Bloc de texte:

◆ ◆ ◆ ◆ ◆ ◆ ◆

A. Alinéa 52(1)c) de la LCDP

[30] Après avoir examiné les observations et les affidavits détaillés des plaignants, le Tribunal est convaincu par les déclarations des plaignants concernant la stigmatisation intense des délinquants sexuels, et la façon dont cette stigmatisation expose les délinquants sexuels à un plus grand risque de préjudice pendant qu’ils sont en prison et lorsqu’ils sont libérés de prison et tentent de réintégrer la société, y compris les obstacles accrus au logement, à l’emploi et ainsi de suite.

[31] Ce qui était moins clair dans les observations et les éléments de preuve, c’est que la divulgation de leur identité dans le cadre du processus du TCDP créerait un risque sérieux pour les plaignants ou les témoins délinquants sexuels (au sens de l’alinéa 52(1)c) de la LCDP). En ce qui concerne l’incidence d’un processus public du TCDP, la plupart des observations et des éléments de preuve constituent des énoncés généraux de la nécessité pour les délinquants sexuels de demeurer discrets et du fait qu’une attention accrue de la part des médias pourrait entraîner davantage de difficultés.

[32] Bien que le risque de préjudice indu découlant de la divulgation de l’identité des plaignants et des témoins délinquants sexuels dans le cadre de l’instance du TCDP n’ait pas à être certain (R.L. c. Compagnie des chemins de fer canadiens, 2021 TCDP 33), les énoncés généraux ne suffisent pas à démontrer l’existence d’un risque sérieux. Compte tenu de la nature de leurs infractions, les plaignants font déjà face à des obstacles et à des difficultés en raison de la stigmatisation liée à leurs infractions. Ce n’est pas la question en litige dans la présente décision sur requête. La question est de savoir s’il y a un risque sérieux que la divulgation de leur identité dans le cadre de l’instance du TCDP en soi cause un préjudice indu.

[33] Catherine Latimer souligne, au paragraphe 17 de son affidavit, les taux plus élevés de meurtres et d’agressions violentes contre des prisonniers reconnus coupables d’infractions sexuelles. Il s’agit d’une triste statistique qui pèsera lourd sur les plaignants et les témoins délinquants sexuels tout au long de leur vie. Cependant, le Tribunal n’a vu aucune preuve que l’identification dans un processus du TCDP aggravera considérablement cette réalité déjà existante.

B. Nature publique des renseignements et considérations concernant la couverture médiatique

[34] Les plaignants s’attendent à ce que leur audience fasse l’objet d’une importante couverture médiatique en raison des préoccupations du public à l’égard de la discrimination envers les Autochtones. Ils craignent qu’ils ne se retrouvent sous les feux des projecteurs, tant à l’intérieur qu’à l’extérieur de la prison, et qu’ils ne deviennent des détenus notoires ou des ex‑détenus soumis à une surveillance accrue de la part des représentants de l’intimé et du public. Toutefois, à ce stade‑ci, le Tribunal ne dispose d’aucun élément de preuve qui indique la probabilité d’une couverture médiatique élevée de la présente affaire. Les plaignants prétendent qu’il y a de la discrimination systémique contre les Autochtones, mais il se peut que l’affaire ne suscite pas beaucoup d’intérêt. Encore une fois, le principe de la publicité des débats judiciaires est protégé par la Constitution parce que la transparence qu’il assure est essentielle à l’établissement et au maintien de la confiance du public. Les limites imposées doivent respecter un seuil très élevé, comme l’exige le plus haut tribunal de notre pays.

◆ ◆ ◆ ◆ ◆ ◆ ◆

Extrait des données:

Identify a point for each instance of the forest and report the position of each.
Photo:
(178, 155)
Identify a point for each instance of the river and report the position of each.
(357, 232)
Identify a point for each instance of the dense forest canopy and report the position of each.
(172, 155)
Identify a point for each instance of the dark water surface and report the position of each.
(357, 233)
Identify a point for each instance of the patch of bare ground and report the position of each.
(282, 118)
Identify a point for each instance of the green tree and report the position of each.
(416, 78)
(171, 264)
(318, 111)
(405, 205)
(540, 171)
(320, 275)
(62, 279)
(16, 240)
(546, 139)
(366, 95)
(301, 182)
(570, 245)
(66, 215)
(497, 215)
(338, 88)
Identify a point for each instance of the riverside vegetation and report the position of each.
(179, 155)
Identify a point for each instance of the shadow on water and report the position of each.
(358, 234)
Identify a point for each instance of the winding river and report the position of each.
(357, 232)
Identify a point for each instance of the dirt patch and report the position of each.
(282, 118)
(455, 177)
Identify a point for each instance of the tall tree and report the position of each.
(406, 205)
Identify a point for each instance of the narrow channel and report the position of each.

◆ ◆ ◆ ◆ ◆ ◆ ◆

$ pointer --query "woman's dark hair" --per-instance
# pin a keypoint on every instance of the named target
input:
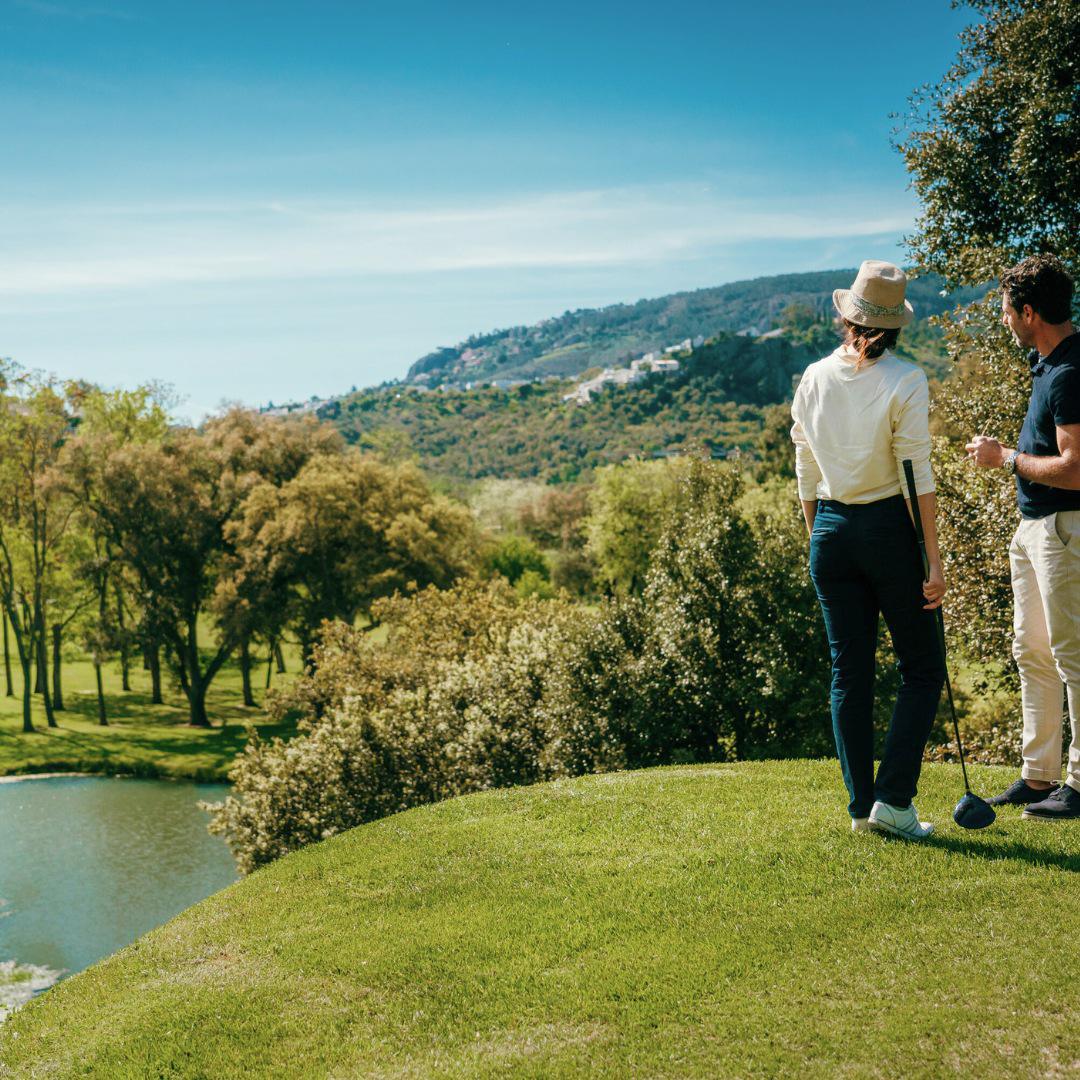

◆ ◆ ◆ ◆ ◆ ◆ ◆

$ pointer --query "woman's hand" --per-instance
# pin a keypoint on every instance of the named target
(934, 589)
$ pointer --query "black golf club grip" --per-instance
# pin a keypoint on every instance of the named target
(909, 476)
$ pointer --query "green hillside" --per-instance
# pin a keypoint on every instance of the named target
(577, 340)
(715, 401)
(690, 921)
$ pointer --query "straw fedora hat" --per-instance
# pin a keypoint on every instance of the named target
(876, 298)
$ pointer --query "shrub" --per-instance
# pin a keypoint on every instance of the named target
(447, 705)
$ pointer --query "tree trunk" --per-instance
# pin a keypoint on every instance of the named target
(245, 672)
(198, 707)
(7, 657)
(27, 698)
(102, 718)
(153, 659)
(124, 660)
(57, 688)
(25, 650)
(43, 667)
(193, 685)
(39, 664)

◆ ◆ ◆ ◆ ◆ ◆ ◆

Consignes:
A. Traduisez en anglais cette phrase du texte : « Il s’agit d’une triste statistique qui pèsera lourd sur les plaignants et les témoins délinquants sexuels tout au long de leur vie. »
B. Recopiez le passage du texte allant de « [31] Ce qui » à « davantage de difficultés. » en substituant « journalistes » à « médias ».
Les lignes n’interviennent pas dans ce travail.

Réponses détaillées:
A. This is a sad statistic that will weigh heavily on the sex offender complainants and witnesses throughout their lives.

B.
[31] Ce qui était moins clair dans les observations et les éléments de preuve, c’est que la divulgation de leur identité dans le cadre du processus du TCDP créerait un risque sérieux pour les plaignants ou les témoins délinquants sexuels (au sens de l’alinéa 52(1)c) de la LCDP). En ce qui concerne l’incidence d’un processus public du TCDP, la plupart des observations et des éléments de preuve constituent des énoncés généraux de la nécessité pour les délinquants sexuels de demeurer discrets et du fait qu’une attention accrue de la part des journalistes pourrait entraîner davantage de difficultés.